[RECORDS SUPPLIED]
[Start of Attachment]

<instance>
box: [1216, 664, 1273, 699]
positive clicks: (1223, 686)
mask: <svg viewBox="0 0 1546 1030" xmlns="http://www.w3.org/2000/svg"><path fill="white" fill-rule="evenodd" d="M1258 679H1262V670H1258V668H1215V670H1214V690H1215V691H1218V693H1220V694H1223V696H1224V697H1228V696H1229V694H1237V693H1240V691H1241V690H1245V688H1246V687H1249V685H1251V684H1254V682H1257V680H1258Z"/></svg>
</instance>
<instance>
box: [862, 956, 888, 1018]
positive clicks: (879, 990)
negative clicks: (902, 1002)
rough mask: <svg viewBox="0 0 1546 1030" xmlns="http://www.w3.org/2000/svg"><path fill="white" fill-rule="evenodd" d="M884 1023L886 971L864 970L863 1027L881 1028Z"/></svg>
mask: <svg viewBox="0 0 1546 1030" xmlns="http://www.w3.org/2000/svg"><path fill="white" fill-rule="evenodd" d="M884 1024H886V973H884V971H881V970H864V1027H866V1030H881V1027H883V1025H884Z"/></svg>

[End of Attachment]

Quote the records above verbatim, reproducing every line without alteration.

[WORKED SOLUTION]
<instance>
box: [1216, 664, 1273, 699]
positive clicks: (1223, 686)
mask: <svg viewBox="0 0 1546 1030" xmlns="http://www.w3.org/2000/svg"><path fill="white" fill-rule="evenodd" d="M1258 679H1262V670H1258V668H1215V670H1214V690H1215V691H1218V693H1220V694H1223V696H1224V697H1228V696H1229V694H1237V693H1240V691H1241V690H1245V688H1246V687H1249V685H1251V684H1254V682H1257V680H1258Z"/></svg>
</instance>
<instance>
box: [862, 956, 888, 1018]
positive clicks: (879, 990)
negative clicks: (902, 1002)
rough mask: <svg viewBox="0 0 1546 1030" xmlns="http://www.w3.org/2000/svg"><path fill="white" fill-rule="evenodd" d="M884 1023L886 971L864 970L863 1027L881 1028Z"/></svg>
mask: <svg viewBox="0 0 1546 1030" xmlns="http://www.w3.org/2000/svg"><path fill="white" fill-rule="evenodd" d="M884 1024H886V973H884V971H881V970H864V1027H866V1030H881V1027H883V1025H884Z"/></svg>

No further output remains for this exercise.